> WORK INSTRUCTIONS: Output exactly the lines below, starting with the line that has "TASK = point to the glass door, one" and going on through the line that has "[1055, 505]", both included, and no other lines.

> SUPPLIED MATERIAL:
►
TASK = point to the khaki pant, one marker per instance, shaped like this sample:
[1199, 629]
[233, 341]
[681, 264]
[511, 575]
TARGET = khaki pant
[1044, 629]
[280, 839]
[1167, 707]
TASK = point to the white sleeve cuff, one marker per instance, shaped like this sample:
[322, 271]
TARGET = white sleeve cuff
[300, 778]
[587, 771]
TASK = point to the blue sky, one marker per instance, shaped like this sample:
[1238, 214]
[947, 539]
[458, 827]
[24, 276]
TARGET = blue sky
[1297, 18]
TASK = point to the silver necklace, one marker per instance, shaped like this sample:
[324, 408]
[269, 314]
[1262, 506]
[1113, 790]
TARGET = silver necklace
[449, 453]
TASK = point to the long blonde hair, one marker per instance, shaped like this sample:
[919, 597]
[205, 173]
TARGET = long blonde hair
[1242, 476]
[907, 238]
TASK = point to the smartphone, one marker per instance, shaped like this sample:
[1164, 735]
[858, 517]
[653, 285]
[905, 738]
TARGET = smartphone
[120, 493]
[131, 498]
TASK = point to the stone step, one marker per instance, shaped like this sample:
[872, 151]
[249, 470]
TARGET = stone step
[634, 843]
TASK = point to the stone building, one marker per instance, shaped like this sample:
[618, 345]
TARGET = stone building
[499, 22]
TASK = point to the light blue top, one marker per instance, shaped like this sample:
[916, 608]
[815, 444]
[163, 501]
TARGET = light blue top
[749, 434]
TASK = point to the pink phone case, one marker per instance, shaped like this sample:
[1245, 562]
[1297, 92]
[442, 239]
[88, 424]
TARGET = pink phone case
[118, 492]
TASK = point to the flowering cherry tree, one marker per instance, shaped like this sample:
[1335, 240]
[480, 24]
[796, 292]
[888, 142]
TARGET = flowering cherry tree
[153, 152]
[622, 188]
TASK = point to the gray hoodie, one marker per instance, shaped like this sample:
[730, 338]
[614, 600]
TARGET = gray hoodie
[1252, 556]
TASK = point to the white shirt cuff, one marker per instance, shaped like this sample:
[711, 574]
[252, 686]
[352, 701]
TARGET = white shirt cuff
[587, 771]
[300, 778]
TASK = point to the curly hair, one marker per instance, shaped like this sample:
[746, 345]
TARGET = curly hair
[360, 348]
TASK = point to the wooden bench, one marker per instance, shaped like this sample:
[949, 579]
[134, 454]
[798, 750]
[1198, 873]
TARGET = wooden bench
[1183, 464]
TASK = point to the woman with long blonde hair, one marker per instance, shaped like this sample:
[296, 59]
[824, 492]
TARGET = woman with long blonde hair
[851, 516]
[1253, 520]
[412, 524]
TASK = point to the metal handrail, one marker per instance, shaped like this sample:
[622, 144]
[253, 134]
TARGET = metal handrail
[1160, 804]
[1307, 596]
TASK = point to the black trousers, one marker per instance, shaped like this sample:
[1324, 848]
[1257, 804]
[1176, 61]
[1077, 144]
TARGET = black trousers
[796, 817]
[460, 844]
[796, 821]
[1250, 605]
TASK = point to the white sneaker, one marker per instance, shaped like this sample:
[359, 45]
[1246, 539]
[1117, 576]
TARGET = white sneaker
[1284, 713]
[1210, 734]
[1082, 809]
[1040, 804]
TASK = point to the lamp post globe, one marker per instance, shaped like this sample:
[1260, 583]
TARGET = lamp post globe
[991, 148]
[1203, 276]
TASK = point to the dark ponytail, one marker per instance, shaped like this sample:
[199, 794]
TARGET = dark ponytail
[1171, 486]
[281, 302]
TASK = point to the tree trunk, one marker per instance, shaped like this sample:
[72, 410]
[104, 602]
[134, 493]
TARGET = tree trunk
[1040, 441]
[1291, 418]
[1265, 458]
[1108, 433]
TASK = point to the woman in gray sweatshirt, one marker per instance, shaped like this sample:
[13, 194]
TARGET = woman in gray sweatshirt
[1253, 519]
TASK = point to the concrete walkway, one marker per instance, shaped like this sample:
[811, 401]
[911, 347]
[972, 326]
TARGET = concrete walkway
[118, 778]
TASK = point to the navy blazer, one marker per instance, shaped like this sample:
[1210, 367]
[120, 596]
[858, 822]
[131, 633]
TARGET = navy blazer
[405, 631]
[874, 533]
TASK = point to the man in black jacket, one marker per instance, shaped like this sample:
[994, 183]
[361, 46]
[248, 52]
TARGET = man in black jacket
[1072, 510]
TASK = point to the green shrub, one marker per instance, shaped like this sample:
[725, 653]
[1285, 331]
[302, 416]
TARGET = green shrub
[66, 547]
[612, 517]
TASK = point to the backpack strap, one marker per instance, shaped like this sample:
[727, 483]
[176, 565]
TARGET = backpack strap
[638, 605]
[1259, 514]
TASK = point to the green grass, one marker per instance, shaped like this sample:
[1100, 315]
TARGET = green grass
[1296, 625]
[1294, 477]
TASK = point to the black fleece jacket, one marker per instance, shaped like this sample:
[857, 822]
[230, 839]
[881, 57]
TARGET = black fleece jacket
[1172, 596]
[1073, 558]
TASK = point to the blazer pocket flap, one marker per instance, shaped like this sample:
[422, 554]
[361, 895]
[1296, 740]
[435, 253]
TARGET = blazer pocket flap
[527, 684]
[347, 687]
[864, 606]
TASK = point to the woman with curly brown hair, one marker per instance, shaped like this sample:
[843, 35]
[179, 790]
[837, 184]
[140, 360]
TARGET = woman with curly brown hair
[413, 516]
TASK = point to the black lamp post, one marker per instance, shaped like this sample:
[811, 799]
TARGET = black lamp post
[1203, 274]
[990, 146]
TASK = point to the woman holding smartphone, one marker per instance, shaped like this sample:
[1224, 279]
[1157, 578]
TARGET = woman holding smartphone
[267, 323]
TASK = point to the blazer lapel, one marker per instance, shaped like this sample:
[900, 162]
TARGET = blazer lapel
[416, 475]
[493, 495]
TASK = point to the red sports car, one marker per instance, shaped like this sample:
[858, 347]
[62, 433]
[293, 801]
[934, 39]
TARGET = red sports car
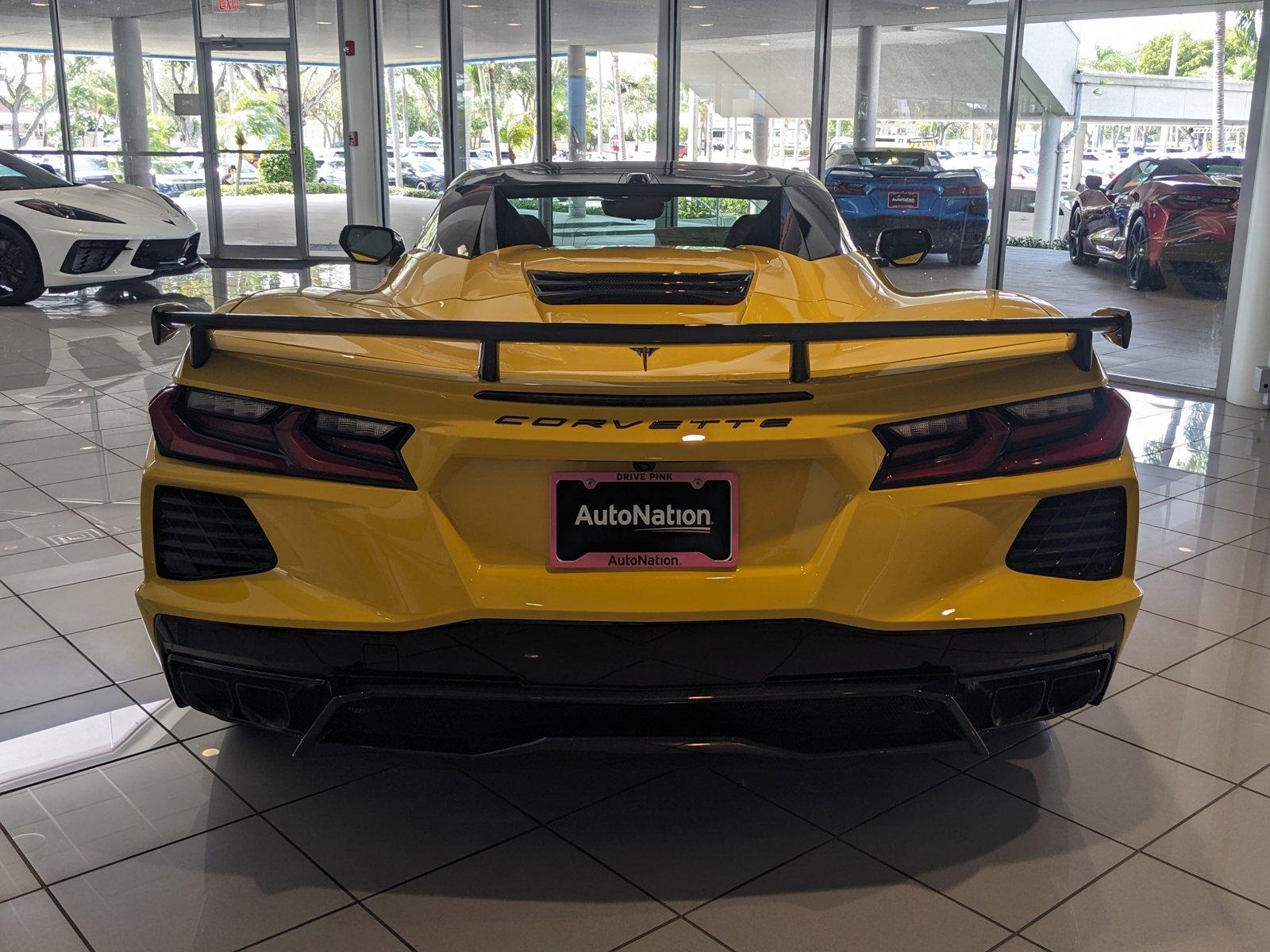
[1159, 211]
◄
►
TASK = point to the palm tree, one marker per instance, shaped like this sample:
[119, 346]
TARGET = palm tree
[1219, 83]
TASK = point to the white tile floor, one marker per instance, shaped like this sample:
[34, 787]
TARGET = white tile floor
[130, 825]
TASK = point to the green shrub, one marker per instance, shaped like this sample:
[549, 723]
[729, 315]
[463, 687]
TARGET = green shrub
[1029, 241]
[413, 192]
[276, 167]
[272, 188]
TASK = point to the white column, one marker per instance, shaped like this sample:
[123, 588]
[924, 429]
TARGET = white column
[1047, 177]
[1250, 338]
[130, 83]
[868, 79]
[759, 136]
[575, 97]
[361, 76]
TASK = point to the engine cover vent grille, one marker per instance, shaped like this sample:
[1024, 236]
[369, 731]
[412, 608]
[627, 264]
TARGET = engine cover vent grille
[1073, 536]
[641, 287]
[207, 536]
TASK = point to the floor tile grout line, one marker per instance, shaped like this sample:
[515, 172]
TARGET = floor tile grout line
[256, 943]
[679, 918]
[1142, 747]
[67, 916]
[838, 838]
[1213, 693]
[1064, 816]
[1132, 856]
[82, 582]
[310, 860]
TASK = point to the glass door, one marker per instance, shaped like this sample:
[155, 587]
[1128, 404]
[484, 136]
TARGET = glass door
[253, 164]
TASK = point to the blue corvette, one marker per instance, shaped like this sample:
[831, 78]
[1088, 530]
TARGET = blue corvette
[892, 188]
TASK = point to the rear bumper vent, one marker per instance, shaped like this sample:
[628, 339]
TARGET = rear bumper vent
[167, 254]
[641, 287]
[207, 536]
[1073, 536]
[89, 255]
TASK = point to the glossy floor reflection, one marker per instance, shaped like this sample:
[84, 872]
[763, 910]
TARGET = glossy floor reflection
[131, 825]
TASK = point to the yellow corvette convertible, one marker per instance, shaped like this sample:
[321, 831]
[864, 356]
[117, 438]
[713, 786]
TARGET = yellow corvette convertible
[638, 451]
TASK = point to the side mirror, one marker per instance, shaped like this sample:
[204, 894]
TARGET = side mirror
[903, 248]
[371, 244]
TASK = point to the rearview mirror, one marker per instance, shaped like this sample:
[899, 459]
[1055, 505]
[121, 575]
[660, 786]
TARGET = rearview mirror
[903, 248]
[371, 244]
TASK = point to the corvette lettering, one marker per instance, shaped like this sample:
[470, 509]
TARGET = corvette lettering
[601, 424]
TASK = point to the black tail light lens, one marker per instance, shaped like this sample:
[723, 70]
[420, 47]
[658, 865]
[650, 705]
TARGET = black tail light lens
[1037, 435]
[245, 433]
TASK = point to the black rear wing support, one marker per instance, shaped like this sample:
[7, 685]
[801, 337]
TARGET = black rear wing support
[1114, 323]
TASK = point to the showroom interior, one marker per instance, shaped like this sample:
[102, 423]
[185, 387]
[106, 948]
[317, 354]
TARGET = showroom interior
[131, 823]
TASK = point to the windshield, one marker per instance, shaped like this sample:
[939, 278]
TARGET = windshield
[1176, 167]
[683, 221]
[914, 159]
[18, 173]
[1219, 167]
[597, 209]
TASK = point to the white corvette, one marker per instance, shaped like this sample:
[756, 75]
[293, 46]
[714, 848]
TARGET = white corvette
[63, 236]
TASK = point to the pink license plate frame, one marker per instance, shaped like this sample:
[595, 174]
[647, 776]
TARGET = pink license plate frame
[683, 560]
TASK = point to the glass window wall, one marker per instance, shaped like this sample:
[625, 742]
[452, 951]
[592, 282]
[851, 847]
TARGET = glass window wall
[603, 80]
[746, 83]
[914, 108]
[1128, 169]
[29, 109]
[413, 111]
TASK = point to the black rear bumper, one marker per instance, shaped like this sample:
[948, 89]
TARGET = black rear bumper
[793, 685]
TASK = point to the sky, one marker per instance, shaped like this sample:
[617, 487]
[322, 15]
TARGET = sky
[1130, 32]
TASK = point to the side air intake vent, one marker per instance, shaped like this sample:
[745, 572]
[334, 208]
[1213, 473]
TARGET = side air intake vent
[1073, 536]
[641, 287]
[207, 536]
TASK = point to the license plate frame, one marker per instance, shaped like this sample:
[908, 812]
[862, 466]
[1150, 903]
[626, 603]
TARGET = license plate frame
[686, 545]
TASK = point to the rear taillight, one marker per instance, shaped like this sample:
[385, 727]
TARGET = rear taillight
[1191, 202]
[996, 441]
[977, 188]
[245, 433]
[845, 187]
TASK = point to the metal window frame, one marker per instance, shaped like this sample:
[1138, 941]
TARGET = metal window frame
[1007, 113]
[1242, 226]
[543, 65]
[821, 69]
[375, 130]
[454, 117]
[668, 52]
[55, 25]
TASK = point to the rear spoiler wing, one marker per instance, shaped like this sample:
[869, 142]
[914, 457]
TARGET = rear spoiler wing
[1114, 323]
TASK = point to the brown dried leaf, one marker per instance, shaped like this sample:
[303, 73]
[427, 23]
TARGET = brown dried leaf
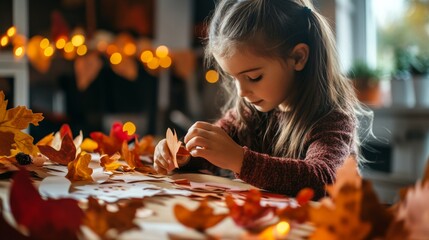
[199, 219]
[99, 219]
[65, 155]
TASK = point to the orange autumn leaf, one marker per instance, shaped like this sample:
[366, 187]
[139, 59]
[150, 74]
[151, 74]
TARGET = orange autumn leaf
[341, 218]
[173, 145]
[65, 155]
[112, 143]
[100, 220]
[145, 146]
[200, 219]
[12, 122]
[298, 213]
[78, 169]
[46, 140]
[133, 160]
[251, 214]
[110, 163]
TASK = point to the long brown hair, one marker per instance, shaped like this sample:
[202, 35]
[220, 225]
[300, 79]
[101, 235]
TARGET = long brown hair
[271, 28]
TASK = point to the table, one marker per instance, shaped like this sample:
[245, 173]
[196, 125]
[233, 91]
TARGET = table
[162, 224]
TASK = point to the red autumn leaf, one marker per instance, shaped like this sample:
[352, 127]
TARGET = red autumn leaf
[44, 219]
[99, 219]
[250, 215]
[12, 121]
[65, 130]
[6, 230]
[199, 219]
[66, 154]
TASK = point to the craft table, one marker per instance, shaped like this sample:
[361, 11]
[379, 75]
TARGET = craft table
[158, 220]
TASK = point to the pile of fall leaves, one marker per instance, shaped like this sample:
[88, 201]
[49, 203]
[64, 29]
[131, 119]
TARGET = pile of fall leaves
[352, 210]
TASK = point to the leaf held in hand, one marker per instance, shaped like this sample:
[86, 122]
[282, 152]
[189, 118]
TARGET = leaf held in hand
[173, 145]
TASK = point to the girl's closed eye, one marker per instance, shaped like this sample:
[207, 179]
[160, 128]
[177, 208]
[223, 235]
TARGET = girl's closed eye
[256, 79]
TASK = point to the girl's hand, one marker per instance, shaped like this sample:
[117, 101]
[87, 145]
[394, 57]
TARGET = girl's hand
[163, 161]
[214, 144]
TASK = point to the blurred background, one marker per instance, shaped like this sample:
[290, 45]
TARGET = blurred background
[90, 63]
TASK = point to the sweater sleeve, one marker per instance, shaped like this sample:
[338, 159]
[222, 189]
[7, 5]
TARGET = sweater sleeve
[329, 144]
◄
►
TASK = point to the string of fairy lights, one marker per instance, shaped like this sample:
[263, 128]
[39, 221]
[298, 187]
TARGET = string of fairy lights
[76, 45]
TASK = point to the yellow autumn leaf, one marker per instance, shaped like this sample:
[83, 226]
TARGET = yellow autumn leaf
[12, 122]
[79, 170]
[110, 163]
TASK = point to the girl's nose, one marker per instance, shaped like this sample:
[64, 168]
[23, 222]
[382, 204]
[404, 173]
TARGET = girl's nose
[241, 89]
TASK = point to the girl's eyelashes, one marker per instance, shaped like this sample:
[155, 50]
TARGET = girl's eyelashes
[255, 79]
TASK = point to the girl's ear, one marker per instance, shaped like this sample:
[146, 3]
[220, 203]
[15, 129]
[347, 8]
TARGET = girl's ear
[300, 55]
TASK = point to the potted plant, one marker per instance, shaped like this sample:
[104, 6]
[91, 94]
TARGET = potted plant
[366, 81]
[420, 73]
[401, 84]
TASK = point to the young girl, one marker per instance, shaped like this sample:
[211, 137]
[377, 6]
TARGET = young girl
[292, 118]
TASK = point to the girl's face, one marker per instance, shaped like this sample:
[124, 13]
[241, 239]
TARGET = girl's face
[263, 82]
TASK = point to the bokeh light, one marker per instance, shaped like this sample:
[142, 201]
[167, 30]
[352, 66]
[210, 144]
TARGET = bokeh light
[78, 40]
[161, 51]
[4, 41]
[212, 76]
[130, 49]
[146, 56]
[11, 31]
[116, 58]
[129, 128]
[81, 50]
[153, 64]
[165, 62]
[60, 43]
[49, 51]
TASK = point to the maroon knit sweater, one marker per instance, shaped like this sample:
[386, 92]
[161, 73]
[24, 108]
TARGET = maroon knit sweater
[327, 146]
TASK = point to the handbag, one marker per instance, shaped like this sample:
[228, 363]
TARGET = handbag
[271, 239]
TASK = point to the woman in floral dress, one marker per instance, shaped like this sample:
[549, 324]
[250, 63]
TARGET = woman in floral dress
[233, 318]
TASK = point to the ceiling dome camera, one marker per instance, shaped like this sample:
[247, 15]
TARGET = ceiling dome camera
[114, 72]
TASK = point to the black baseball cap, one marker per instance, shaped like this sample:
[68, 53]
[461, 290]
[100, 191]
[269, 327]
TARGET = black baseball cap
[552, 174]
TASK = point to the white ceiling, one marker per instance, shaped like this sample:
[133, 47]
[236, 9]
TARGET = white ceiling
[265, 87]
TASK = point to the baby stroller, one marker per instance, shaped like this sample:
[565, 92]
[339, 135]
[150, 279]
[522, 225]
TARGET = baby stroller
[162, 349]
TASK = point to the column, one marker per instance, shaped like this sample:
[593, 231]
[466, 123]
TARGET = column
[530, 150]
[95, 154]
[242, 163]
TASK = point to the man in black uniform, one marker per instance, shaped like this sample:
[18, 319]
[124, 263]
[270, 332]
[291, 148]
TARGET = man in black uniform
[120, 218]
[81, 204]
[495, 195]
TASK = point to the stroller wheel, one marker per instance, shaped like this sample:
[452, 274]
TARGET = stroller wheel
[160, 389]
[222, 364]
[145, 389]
◄
> WRITTEN ANSWER:
TASK = point to the glass door, one marker per instance, shaped like this sample:
[155, 587]
[1128, 404]
[484, 136]
TARGET = glass door
[253, 164]
TASK = point to the blue corvette, one marker per instance, shaped like this sample:
[831, 78]
[1088, 530]
TARGET = blue corvette
[892, 188]
TASK = point to the rear bumper vent, one marker per instance, shaped like this sample:
[628, 339]
TARGET = rear bumper vent
[167, 254]
[641, 287]
[207, 536]
[1073, 536]
[89, 255]
TASK = point to the glossy floor reflection, one marker per instance, shaped like this sample:
[84, 872]
[763, 910]
TARGET = glossy floor reflection
[131, 825]
TASK = point to the yellow corvette convertible, one marker per instance, shaped like this sample:
[321, 831]
[864, 356]
[117, 438]
[713, 786]
TARGET = yellow corvette convertible
[638, 451]
TASK = point to the side mirror, one marker per instance, shaped like this sample:
[204, 894]
TARGET = side mirror
[903, 248]
[371, 244]
TASK = point to the rearview mirror, one marker per instance, shaped like this sample:
[899, 459]
[1055, 505]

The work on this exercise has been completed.